[[ RECORD EXCERPTS, beginning ]]

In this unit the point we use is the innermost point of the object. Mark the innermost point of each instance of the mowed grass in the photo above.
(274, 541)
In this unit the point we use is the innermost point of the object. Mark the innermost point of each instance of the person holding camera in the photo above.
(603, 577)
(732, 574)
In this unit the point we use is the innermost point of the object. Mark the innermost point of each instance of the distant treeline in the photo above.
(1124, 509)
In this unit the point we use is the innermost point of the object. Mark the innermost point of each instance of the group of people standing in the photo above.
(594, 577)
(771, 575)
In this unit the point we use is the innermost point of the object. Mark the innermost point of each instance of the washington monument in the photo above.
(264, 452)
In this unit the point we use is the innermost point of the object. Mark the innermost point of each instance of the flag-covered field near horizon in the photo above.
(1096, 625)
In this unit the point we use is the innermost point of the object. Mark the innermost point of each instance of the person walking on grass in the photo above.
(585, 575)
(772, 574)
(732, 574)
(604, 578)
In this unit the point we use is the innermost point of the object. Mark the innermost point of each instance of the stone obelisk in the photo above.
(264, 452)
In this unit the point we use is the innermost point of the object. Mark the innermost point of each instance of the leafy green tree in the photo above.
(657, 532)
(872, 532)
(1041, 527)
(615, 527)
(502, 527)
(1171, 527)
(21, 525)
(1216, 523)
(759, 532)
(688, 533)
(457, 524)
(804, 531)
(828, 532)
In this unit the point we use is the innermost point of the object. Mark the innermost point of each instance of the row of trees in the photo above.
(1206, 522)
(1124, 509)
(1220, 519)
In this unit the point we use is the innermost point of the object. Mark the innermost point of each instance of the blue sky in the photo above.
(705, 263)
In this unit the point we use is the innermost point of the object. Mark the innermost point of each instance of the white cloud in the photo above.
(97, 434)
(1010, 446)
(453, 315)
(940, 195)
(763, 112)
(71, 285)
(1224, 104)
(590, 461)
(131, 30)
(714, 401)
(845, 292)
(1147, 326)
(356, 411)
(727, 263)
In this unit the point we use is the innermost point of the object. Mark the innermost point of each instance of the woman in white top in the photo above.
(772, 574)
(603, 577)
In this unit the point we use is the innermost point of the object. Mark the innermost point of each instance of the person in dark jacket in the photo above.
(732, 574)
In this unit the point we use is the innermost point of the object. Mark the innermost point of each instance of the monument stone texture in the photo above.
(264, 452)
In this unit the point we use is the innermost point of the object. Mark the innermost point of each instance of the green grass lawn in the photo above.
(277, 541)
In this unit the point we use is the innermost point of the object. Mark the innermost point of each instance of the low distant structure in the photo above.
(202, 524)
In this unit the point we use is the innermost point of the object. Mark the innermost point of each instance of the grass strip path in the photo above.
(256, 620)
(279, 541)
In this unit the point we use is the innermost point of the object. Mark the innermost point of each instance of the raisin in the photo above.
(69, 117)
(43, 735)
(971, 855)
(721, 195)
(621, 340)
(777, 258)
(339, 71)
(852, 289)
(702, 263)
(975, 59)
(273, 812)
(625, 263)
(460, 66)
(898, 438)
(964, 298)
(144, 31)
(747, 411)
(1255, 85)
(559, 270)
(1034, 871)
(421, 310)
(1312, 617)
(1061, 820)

[[ RECORD EXCERPTS, end ]]

## EXERCISE PROMPT
Only the lines from the line with "structure in the photo above." to the final line of the entries are to be returned, each exactly as written, both ends included.

## FINISHED TASK
In this unit the point we use is the innermost point of the object. Mark the innermost point of each instance of the low distant structure in the photo above.
(202, 524)
In this unit the point we use is the innermost point of the object. Mark the innermost point of each instance of the grass strip path in the photo above.
(256, 620)
(279, 541)
In this unit the point we use is the innermost point of the object. Mark the innermost point of each instance of the raisin in the photo above.
(69, 117)
(43, 735)
(971, 855)
(721, 195)
(621, 340)
(777, 258)
(339, 71)
(852, 289)
(702, 263)
(975, 59)
(273, 812)
(625, 263)
(460, 66)
(898, 438)
(964, 298)
(144, 31)
(747, 411)
(1255, 85)
(559, 270)
(1034, 871)
(421, 310)
(1312, 617)
(1061, 820)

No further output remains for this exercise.